--- WHAT YOU WILL DO ---
A - According to the goodwill passage, by how much did Kraft Heinz write down its goodwill for the final quarter of 2018?
B - Repeat word for word the part of the goodwill passage that begins at the words "After decades of" and stops after the words "their total assets.".
── GIVEN PASSAGE ──
For an accounting concept that sounds friendly, goodwill raises hackles between investors and companies.
After decades of debate, investment analysts and chief financial officers still do not agree how to treat this bookkeeping legacy from takeover deals. The debate might sound arcane but it matters to financial analysis, and therefore to investors. For some corporates, especially acquisitive ones, goodwill can make up half or more of their total assets.
Goodwill records the excess paid for an enterprise over its net asset value when one company buys, or merges with, another. This premium ends up on the balance sheet among intangible assets once the deal completes.
The US arbiter of accounting principles, the Financial Accounting Standards Board, and the International Accounting Standards Board, are now considering changes to answer critics of this long-held accounting practice.
Before 2002 in the US, and 2004 internationally, goodwill on the balance sheet was usually just reduced over time through an annual charge to profits. Since then, however, finance departments have had to test the worth of goodwill annually recorded on the books. If it has declined, this must be recorded and reflected in the profit and loss statement. This so-called impairment test has been the form for the past two decades.
But the method is not popular with everyone. Corporates see these tests as overly complicated and costly, particularly for acquired companies long since integrated. Investors and analysts dislike them for other reasons.
Occasionally, goodwill tests have led to huge hits to profits. Recall that US food group Kraft Heinz wrote down its goodwill by over $15bn for the final quarter of 2018 — pushing the company deep into loss for the full year. The move confirmed that Heinz had overpaid for Kraft in its merger three years earlier.
These types of profit implosions do not affect operating cash flow, but do cause earnings volatility. Some analysts prefer predictable reductions of goodwill to grenades going off in a company’s accounts several years after an acquisition.
───
── RECORDS SHOWN ──
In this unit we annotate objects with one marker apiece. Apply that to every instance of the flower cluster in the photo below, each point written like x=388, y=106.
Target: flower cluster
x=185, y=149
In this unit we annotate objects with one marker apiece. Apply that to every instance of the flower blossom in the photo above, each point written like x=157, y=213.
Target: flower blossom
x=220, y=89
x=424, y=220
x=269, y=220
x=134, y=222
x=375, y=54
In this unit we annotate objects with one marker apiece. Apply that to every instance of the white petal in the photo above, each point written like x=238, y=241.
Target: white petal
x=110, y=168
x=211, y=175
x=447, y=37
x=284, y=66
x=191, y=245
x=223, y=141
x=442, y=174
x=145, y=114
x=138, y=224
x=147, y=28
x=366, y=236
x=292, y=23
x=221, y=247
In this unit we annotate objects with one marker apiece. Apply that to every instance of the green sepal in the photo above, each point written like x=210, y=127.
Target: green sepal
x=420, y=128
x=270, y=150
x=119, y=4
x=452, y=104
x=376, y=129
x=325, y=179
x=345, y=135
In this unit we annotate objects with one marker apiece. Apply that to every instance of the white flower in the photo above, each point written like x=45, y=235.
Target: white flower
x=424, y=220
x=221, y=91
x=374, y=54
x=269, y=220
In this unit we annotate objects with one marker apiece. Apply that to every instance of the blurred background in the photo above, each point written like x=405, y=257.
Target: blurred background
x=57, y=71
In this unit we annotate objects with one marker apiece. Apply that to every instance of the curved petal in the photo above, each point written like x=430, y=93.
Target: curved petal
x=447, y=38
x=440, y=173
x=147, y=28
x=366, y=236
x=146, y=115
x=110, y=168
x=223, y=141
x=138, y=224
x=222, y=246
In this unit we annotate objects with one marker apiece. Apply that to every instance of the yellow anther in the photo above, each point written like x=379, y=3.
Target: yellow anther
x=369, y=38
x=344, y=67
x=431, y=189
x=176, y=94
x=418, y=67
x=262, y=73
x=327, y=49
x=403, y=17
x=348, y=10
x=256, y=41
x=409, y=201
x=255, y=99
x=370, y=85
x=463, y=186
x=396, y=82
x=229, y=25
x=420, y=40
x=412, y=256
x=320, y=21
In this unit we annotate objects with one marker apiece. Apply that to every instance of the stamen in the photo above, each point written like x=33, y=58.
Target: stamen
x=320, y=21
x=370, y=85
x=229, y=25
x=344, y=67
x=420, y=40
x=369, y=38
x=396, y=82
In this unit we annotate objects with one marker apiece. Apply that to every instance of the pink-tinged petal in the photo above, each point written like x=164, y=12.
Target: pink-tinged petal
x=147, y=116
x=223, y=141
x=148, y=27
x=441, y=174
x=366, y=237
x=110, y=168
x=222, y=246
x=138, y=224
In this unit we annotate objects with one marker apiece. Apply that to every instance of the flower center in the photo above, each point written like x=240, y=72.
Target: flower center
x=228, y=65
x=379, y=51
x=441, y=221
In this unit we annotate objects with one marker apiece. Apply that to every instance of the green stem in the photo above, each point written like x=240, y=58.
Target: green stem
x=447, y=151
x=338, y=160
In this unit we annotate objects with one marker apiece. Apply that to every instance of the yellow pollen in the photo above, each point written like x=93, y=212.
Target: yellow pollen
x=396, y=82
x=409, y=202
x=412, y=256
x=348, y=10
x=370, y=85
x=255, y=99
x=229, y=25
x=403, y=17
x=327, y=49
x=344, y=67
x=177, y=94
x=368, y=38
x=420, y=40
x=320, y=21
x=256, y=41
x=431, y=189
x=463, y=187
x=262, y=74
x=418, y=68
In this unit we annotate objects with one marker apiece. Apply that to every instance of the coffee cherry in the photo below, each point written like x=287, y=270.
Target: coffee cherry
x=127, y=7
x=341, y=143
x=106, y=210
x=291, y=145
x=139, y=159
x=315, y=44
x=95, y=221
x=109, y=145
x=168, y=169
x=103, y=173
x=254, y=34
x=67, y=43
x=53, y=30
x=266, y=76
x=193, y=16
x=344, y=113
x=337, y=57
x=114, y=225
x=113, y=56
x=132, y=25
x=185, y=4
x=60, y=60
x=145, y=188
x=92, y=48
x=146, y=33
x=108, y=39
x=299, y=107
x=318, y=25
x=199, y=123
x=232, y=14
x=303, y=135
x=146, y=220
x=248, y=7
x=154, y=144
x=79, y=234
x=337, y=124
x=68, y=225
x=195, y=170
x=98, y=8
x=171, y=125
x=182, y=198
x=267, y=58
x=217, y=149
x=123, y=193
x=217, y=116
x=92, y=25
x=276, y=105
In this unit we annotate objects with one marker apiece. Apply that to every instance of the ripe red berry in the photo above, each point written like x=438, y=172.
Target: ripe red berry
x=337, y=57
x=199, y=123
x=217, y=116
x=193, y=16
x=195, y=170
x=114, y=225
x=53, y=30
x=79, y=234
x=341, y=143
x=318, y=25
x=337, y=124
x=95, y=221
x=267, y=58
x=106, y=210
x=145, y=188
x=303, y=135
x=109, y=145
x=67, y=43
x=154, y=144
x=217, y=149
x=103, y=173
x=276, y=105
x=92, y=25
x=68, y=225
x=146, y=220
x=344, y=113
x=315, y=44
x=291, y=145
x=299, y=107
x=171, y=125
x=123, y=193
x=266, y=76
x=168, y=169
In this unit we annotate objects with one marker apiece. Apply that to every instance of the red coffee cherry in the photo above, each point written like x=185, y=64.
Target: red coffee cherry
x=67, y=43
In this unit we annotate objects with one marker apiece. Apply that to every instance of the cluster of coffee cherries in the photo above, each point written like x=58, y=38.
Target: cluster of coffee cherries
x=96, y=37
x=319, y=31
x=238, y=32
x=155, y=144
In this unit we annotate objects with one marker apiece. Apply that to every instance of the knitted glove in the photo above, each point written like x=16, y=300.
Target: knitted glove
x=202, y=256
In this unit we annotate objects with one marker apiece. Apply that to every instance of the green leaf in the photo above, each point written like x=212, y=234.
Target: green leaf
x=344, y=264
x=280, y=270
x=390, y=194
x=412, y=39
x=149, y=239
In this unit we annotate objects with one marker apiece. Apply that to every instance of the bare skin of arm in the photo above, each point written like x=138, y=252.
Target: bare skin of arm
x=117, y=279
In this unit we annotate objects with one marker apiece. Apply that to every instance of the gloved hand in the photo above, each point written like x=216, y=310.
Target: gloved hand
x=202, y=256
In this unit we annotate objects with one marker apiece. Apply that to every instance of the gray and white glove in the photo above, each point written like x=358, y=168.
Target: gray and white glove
───
--- SOLUTIONS TO THE EXERCISE ---
A - By over $15bn.

B -
After decades of debate, investment analysts and chief financial officers still do not agree how to treat this bookkeeping legacy from takeover deals. The debate might sound arcane but it matters to financial analysis, and therefore to investors. For some corporates, especially acquisitive ones, goodwill can make up half or more of their total assets.